STORED RECORDS
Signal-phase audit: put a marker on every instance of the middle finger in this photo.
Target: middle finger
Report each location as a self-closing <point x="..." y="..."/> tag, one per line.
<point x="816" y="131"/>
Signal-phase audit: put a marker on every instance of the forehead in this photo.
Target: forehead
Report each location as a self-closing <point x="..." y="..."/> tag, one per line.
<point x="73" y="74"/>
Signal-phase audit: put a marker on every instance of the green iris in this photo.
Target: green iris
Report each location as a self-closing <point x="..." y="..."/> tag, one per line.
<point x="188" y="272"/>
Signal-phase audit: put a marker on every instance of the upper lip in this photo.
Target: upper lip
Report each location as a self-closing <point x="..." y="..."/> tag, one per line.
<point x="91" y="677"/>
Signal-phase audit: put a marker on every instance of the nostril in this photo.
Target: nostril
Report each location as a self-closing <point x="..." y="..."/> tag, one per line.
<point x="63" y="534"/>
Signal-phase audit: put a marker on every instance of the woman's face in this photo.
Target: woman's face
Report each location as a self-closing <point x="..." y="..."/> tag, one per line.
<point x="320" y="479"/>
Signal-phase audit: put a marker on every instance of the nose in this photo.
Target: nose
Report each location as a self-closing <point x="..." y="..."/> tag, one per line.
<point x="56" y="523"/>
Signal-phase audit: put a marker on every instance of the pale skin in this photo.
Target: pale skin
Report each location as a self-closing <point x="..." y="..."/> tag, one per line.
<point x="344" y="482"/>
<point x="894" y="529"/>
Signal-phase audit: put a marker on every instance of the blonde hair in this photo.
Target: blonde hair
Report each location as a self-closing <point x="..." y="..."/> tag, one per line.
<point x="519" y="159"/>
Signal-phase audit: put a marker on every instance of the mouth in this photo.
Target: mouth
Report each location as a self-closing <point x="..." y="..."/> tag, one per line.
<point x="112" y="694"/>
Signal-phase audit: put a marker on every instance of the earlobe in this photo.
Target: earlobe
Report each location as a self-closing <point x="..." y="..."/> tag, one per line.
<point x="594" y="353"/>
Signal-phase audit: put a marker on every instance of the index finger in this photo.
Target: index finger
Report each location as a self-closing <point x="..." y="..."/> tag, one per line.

EXERCISE GOAL
Copy each entry exactly, with nothing added or dropped.

RESULT OF THE EXERCISE
Signal-phase audit: put a marker on every instance of the middle finger in this photo.
Target: middle finger
Report each location as a self-closing <point x="..." y="..."/> tag, one per line.
<point x="816" y="131"/>
Signal-phase audit: put a marker on every instance of the forehead in this photo.
Target: forehead
Report each location as a self-closing <point x="..." y="..."/> tag, one per line.
<point x="73" y="74"/>
Signal-phase audit: put a marker on every instance of the green iris in this photo.
Target: green iris
Report each location as a self-closing <point x="..." y="..."/> tag, one per line.
<point x="188" y="272"/>
Signal-phase audit: put a marker on every instance of the upper lip in this photo.
Target: upper lip
Report each location as a self-closing <point x="..." y="..."/> tag, one per line.
<point x="91" y="677"/>
Signal-phase audit: put a marker on every instance of the nostril in this photo.
Target: nostril
Report each location as a self-closing <point x="..." y="..."/> tag, one per line.
<point x="63" y="534"/>
Signal-phase audit: put a marker on every instance of the woman's face in this photo.
Target: woman's face
Report each location as a self-closing <point x="..." y="..."/> tag, one per line.
<point x="320" y="479"/>
Signal-phase audit: put a marker on every instance of the nose in this photo.
Target: nose
Report each location as a self-closing <point x="..." y="..."/> tag, one per line.
<point x="56" y="523"/>
Signal-phase audit: put a marker on every instance of the pale skin in this photo.
Target: pale skin
Report each location as a self-closing <point x="..." y="..."/> tag, one per line.
<point x="344" y="482"/>
<point x="894" y="529"/>
Signal-phase audit: put a marker on every instance of the blonde hair in this photo.
Target: blonde hair
Report each location as a self-closing <point x="..." y="..."/> tag, one per line.
<point x="519" y="159"/>
Signal-phase audit: put a marker on every instance of the mouth in this photo.
Target: mouth
Report each location as a self-closing <point x="..." y="..."/> tag, one per line.
<point x="112" y="694"/>
Signal-phase audit: put a marker on every instance of the earlobe in this photo.
Target: earlobe
Report each location as a self-closing <point x="..." y="..."/> tag, one per line.
<point x="594" y="353"/>
Signal-phase audit: put a marker on every instance of the index finger in this photo.
Target: index finger
Report each location as a self-closing <point x="..." y="..."/> tag, one per line.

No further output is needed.